Document excerpt Block Start

State races are still a year away, but two candidates recently made stops in Hinesville.
Most recently, John Noel, a Democrat running for a seat on the Public Service Commission, visited Hinesville. Earlier Stacey Evans, a Democrat who is running for governor, spoke to members of the Liberty County Minority Chamber’s Smart Woman Achieving Greatness group.
The Atlanta-area attorney and state legislator is, among other things, a proponent of fully funding the HOPE scholarship.
“HOPE saved me,” Evans said during her visit on Oct. 7. “The HOPE scholarship gave me hope in the broader sense of the word. It got me to college, the first in my family to go there.”
Evans spoke of a rough childhood that included 16 different homes before she turned 18.
“I remember what it was like to come home and find that the lights had been shut off, and to see my mom struggle to put food on the table,” she said. “And I remember calling the police when one of my stepfathers dragged my mom through the yard, beating her … I remember feeling hopeless, powerless.”

Document excerpt Block End

Problem statement => In the article about candidates visiting Hinesville, how many different homes did Stacey Evans live in before she turned 18?

Dataset records Block Start

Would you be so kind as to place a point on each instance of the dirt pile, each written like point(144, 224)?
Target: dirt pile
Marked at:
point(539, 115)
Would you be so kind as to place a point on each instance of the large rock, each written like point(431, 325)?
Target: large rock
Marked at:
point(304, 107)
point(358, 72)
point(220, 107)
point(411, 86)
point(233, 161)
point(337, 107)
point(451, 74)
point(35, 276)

Dataset records Block End

Exercise answer => 16 different homes.